*Task details:* Update the records from the line with "Return one point per instance of the red fabric" up to and including the line with "pixel 1054 668": swap "instance" for "occurrence" and leave everything else as it is. Give back only those lines.

..........

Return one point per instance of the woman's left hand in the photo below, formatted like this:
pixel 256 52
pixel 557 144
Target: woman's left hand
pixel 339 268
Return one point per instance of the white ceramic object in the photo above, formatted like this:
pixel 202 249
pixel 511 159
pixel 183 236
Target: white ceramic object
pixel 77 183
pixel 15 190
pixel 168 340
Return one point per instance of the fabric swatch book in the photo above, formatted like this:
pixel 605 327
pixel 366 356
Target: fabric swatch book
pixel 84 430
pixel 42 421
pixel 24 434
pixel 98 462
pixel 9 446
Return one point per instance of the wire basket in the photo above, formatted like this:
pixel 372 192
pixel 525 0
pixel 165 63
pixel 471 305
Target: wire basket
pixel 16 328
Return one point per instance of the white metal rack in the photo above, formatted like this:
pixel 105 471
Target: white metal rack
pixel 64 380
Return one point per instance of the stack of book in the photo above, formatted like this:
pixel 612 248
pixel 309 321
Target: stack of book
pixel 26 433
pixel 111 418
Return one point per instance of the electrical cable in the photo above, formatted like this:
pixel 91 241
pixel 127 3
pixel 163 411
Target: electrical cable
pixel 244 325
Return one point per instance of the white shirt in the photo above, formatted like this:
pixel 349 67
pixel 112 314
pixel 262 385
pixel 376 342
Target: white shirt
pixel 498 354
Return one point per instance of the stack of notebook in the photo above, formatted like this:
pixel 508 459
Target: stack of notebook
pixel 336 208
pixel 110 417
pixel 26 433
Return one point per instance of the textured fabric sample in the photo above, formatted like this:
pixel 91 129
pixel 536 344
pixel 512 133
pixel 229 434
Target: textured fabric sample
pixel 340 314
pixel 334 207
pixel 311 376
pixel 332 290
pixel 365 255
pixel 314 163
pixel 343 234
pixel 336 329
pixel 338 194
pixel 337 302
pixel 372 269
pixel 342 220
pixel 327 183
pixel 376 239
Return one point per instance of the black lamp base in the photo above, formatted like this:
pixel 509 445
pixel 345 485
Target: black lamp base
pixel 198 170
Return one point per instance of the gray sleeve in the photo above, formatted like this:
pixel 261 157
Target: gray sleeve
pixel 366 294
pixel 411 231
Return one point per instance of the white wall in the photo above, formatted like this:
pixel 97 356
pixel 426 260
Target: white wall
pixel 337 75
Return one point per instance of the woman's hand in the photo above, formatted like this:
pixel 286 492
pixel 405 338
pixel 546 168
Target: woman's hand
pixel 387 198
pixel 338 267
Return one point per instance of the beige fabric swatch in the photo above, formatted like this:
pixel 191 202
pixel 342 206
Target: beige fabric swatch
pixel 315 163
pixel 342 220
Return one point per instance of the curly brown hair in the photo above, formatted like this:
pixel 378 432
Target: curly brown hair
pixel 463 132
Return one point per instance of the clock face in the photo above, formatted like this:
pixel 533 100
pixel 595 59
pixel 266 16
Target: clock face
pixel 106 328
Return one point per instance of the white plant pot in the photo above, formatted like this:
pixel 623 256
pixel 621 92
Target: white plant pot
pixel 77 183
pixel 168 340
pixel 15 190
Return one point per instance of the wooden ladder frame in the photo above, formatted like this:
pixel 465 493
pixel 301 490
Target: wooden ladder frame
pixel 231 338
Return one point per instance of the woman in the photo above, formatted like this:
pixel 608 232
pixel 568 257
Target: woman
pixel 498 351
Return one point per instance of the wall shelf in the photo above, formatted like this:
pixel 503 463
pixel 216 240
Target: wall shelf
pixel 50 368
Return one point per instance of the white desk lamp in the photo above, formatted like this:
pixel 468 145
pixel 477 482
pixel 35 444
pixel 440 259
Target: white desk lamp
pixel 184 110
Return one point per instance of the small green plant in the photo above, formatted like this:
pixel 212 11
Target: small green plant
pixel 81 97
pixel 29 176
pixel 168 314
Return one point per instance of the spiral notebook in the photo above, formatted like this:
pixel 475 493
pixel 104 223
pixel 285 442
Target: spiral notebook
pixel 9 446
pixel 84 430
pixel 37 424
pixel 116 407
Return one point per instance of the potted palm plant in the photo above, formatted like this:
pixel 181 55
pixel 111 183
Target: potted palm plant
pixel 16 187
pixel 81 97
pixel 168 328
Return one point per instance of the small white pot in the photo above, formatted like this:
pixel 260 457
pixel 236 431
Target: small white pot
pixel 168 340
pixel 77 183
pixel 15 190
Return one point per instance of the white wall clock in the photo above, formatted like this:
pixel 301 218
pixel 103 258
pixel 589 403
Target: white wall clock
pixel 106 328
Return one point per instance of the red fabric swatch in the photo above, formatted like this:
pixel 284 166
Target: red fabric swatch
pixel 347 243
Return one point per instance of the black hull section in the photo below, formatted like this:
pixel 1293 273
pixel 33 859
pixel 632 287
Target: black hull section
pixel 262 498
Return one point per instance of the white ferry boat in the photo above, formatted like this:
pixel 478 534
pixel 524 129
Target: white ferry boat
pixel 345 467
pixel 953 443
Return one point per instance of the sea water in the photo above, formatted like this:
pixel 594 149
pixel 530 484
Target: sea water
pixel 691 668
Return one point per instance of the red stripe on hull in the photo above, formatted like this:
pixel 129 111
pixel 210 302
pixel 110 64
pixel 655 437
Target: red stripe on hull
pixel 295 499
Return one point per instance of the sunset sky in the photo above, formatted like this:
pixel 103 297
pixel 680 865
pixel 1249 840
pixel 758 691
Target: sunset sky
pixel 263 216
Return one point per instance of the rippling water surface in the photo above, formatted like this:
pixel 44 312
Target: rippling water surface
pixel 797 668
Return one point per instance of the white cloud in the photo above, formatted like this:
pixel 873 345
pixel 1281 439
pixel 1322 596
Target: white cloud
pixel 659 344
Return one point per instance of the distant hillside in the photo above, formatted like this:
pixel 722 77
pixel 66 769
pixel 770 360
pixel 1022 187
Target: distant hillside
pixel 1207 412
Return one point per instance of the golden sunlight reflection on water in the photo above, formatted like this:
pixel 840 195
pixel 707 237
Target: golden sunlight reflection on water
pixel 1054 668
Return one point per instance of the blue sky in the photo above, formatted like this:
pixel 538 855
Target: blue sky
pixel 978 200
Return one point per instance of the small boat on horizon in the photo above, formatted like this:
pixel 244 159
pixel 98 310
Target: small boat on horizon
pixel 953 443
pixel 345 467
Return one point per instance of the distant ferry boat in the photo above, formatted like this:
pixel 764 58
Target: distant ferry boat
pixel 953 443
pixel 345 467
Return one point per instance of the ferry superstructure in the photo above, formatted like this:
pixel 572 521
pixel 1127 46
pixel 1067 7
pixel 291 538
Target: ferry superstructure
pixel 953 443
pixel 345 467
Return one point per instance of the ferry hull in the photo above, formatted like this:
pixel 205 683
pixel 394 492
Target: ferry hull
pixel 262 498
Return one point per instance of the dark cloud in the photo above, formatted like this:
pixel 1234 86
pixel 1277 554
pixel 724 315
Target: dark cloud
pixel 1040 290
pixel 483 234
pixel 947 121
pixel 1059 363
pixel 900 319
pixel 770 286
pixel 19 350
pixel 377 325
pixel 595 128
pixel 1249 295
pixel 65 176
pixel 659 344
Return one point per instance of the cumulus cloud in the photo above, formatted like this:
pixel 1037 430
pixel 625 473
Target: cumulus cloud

..........

*Reply:*
Return one point per occurrence of the red fabric swatch in the photo above, formatted like this:
pixel 284 166
Target: red fabric swatch
pixel 347 243
Return one point per occurrence of the black hull section in the photo below, formatted like this:
pixel 1293 273
pixel 33 859
pixel 632 287
Target: black hull section
pixel 262 498
Return one point per occurrence of the white ferry boat in the photo above, formatted like this:
pixel 478 534
pixel 524 129
Target: white ferry boat
pixel 345 467
pixel 953 443
Return one point per occurrence of the sea water in the photo above, formatted like this:
pixel 594 149
pixel 530 484
Target: sea water
pixel 691 668
Return one point per occurrence of the red stripe on hull in the photo above, formatted like this:
pixel 129 111
pixel 210 302
pixel 110 64
pixel 655 437
Target: red stripe on hull
pixel 295 499
Return one point per occurrence of the sunset sky in the photo above, formatted like this:
pixel 103 297
pixel 680 865
pixel 1249 840
pixel 758 691
Target: sunset sky
pixel 263 216
Return one point per occurrence of the rippling water surface in the photo above, formatted like this:
pixel 44 312
Target: rippling water surface
pixel 797 668
Return one point per occurrence of the white cloud in the photo above, formatted like this:
pixel 873 345
pixel 1281 439
pixel 1322 596
Target: white cloud
pixel 659 344
Return one point per occurrence of the distant hillside in the photo above, formatted like this:
pixel 722 77
pixel 66 769
pixel 770 360
pixel 1022 187
Target: distant hillside
pixel 1207 412
Return one point per occurrence of the golden sunlight reflection on water in the photo above, formatted like this:
pixel 840 195
pixel 707 237
Target: golden sunlight reflection on water
pixel 1054 668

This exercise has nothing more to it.